# Bicycle tour companies in Mexico?



## ashwinearl (Jan 2, 2004)

Anyone have any recommendations for a touring company in mexico.

Mountain or road
fully supported. 

thanks


----------



## tigerdog (Mar 16, 2004)

ashwinearl said:


> Anyone have any recommendations for a touring company in mexico.
> 
> Mountain or road
> fully supported.
> ...


What part of Mexico are you looking at?

There are 2 well-reputed companies that do week long all-inclusive Copper Canyon tours, picking you up in El Paso.

Western Spirit - www.westernspirit.com

KamiKiwi - www.kamikiwi.com

There are other people in other regions of Mexico, too. I think there is a company mentioned in the Puerto Vallarta thread on this forum.


----------



## rzozaya1969 (Nov 28, 2004)

If you want one day rides, look at Bici y Montaña, Jorge is the owner/leader/manager/guide and he's a great guy.

www.biciymontana.com


----------



## rzozaya1969 (Nov 28, 2004)

rzozaya1969 said:


> If you want one day rides, look at Bici y Montaña, Jorge is the owner/leader/manager/guide and he's a great guy.

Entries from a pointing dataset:
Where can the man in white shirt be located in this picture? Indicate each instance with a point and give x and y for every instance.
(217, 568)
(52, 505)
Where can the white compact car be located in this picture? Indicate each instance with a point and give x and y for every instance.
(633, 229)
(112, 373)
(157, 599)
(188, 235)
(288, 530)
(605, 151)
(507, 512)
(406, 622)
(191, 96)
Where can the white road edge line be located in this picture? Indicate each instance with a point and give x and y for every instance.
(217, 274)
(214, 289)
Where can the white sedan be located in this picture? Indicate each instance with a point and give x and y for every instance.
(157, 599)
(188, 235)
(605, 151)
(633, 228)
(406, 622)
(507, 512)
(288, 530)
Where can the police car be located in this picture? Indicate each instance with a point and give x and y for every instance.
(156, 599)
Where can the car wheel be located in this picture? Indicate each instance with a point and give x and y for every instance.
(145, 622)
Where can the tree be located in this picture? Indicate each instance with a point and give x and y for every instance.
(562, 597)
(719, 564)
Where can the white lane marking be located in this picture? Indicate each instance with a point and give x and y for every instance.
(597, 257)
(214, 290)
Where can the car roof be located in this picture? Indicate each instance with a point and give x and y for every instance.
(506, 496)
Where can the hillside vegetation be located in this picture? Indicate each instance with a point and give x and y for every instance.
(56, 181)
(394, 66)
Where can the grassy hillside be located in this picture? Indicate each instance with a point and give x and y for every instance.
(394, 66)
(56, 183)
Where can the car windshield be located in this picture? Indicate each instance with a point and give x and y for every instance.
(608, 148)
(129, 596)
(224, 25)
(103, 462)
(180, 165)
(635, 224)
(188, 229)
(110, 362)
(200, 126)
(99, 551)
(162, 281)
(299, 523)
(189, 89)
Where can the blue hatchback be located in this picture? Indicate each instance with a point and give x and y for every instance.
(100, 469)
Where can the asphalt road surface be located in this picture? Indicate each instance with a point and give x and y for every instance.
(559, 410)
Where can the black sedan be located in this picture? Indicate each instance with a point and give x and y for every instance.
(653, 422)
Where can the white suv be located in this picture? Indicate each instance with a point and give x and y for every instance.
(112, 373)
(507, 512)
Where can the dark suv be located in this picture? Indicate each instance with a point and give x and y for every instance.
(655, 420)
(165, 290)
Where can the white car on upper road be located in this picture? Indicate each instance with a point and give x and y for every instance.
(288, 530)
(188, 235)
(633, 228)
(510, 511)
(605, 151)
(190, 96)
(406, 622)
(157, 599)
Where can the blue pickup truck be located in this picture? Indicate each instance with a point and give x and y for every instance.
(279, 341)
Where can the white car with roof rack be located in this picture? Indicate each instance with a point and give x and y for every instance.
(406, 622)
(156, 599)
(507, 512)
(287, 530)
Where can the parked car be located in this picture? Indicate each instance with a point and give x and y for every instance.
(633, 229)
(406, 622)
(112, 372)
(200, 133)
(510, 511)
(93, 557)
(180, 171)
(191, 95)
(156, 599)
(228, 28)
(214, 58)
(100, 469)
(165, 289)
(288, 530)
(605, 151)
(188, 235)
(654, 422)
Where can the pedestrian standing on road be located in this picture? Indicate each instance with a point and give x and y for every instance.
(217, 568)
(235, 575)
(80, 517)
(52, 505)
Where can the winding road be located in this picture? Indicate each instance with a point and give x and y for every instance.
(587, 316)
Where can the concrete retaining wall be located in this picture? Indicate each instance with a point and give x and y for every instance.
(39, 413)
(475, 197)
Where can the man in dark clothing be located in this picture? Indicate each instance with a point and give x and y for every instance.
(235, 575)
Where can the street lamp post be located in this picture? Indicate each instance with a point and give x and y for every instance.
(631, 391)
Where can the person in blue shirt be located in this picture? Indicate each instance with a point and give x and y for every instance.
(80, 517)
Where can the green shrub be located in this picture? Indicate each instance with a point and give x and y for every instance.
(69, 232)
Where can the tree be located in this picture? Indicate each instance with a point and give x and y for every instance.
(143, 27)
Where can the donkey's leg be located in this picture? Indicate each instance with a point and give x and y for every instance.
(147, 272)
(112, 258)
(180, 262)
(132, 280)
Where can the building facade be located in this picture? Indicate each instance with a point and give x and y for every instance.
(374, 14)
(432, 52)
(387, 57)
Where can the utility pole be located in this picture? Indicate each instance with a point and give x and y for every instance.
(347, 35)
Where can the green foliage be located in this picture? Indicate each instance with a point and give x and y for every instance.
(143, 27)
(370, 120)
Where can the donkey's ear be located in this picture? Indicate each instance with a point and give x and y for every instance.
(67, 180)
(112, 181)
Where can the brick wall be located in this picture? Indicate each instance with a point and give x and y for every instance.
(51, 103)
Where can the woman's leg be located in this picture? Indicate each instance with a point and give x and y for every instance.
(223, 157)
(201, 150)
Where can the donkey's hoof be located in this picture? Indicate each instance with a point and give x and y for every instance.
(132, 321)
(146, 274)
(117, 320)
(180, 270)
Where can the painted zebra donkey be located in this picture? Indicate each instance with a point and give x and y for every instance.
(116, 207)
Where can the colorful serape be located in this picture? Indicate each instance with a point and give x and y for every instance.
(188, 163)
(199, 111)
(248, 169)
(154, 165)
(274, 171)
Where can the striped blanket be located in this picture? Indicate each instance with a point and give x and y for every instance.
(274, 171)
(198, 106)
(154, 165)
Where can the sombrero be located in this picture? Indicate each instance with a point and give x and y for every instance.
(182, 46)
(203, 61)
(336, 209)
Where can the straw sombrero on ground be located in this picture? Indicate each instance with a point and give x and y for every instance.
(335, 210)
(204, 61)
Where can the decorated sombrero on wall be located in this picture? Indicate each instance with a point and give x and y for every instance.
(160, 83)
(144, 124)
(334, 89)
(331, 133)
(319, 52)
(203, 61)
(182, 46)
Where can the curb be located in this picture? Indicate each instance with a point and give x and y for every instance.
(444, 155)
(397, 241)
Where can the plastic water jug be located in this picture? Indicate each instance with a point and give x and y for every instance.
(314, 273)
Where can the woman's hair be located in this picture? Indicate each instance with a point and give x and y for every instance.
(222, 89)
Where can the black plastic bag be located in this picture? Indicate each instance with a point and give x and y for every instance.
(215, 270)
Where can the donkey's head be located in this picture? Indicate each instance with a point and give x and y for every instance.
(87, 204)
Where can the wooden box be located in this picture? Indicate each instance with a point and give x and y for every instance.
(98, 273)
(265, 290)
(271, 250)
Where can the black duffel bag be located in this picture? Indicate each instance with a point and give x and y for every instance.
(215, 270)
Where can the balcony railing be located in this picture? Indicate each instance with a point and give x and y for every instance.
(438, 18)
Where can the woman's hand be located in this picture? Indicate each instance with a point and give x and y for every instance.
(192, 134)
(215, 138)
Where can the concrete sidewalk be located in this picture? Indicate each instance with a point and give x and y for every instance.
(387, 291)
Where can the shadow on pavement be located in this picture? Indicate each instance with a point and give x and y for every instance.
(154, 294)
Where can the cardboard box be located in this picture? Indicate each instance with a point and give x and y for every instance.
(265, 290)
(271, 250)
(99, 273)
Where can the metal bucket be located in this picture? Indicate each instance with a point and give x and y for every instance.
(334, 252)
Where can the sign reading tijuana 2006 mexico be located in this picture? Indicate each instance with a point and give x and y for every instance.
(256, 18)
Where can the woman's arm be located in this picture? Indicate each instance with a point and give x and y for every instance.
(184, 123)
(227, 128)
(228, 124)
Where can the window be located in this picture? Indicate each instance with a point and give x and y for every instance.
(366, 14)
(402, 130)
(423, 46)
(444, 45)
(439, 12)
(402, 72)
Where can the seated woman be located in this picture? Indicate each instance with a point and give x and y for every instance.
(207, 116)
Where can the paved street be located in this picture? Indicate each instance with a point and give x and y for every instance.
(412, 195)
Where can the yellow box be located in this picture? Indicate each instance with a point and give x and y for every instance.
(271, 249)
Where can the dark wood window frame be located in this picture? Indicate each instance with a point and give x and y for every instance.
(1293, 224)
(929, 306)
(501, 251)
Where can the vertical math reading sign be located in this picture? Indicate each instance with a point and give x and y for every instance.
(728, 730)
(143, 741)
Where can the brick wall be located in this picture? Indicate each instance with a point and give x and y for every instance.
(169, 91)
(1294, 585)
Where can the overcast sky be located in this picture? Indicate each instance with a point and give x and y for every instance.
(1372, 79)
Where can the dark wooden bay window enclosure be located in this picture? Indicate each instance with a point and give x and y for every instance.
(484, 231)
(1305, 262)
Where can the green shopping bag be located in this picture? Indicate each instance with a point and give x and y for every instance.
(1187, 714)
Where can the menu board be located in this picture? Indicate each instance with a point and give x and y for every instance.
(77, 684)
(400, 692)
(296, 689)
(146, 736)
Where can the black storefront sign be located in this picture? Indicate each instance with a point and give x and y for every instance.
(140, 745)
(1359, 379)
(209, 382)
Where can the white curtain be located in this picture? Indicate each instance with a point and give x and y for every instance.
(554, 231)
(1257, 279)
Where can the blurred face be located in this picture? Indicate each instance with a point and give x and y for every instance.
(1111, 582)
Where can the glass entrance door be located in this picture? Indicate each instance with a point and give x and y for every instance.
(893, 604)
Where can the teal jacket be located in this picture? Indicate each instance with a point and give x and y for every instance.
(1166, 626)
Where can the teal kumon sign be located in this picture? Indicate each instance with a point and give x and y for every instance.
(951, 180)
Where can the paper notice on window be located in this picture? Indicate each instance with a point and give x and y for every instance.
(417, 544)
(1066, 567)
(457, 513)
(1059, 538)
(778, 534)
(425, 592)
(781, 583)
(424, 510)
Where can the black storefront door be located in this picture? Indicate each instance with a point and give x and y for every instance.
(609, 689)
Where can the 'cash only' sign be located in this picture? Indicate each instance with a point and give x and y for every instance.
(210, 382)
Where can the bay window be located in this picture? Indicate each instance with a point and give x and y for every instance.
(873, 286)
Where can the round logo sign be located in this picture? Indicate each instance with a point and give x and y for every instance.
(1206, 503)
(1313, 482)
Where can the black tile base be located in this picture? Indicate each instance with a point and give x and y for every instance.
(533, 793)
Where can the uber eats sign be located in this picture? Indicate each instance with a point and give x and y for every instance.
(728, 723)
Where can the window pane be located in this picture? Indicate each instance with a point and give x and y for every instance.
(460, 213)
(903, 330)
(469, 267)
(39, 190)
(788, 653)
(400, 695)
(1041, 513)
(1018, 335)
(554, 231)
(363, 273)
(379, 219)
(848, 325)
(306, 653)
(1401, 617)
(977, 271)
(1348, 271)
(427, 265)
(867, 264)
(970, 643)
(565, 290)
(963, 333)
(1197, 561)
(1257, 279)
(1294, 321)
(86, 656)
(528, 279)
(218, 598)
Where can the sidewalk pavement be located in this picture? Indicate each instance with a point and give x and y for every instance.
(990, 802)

Requests:
[1] In the thread on bicycle tour companies in Mexico, where do the week-long Copper Canyon tours pick riders up?
[2] Continue the thread on bicycle tour companies in Mexico from the point where it stops.

Expected outputs:
[1] In El Paso.

[2]
> 
> www.biciymontana.com


I also forgot, there's Factorbike:

www.factorbike.com


----------



## rimugu (Jun 28, 2004)

*for cooper canyon*

www.umarike.com.mx


----------



## patoama (Apr 19, 2010)

ruedaslibres.com
mtb tours, in central Mexico best spots. bilingual guides, bike rental and shuttle.


----------



## rodar y rodar (Jul 21, 2006)

Patoama, I think that guy`s vacation is already planned, maybe even underway by now 

Hey, I just saw your other post in the Mexico Forumites thread- nice to see mention of ruta and turismo, and I hope you post up some pics from different kinds of rides. But if you do, I can`t guarantee that the rest of the gang won`t hang you for it. We post a lot of pavement rides in the Commuter subforum, though I don`t know how well it would go over here.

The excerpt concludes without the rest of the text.